Prompt
Copy the lines of the listing exactly, from the line containing "Where can you spot the blue" through the line containing "Query: blue and white protest sign", with both of those lines included.

[Items listed in a dataset]
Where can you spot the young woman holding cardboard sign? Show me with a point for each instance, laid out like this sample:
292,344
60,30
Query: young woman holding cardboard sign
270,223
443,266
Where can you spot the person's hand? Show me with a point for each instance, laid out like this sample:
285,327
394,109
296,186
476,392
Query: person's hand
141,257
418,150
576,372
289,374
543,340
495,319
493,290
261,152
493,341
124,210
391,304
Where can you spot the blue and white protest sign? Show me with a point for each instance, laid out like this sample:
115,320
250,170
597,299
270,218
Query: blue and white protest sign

--

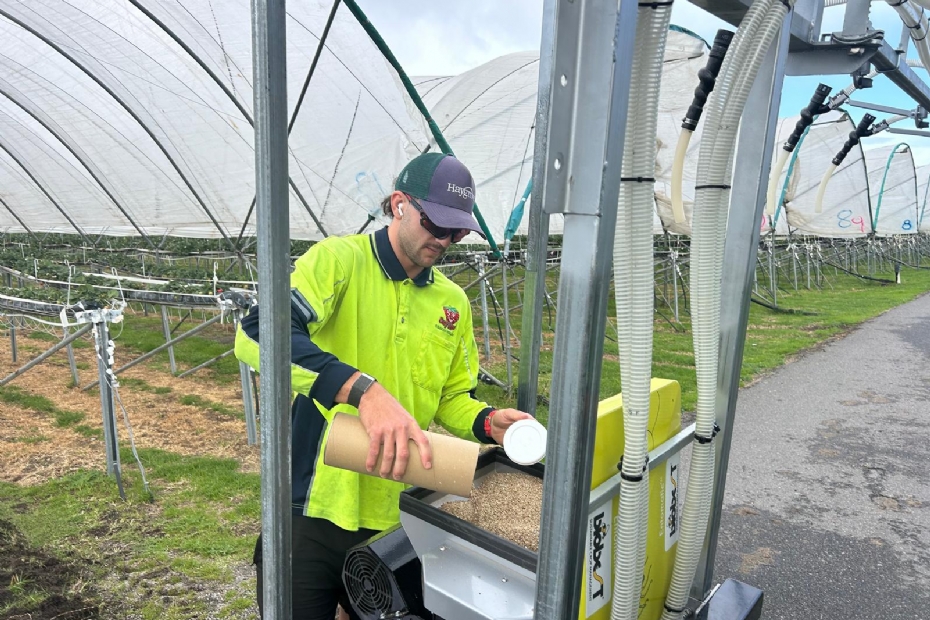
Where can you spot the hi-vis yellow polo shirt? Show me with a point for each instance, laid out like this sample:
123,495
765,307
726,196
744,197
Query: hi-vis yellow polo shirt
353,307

Exercise result
Where can you spot the blue and white protest sign? Show me with a point for each instance, laid out like this sample:
115,320
250,170
597,299
270,218
Query: blue and white protest sign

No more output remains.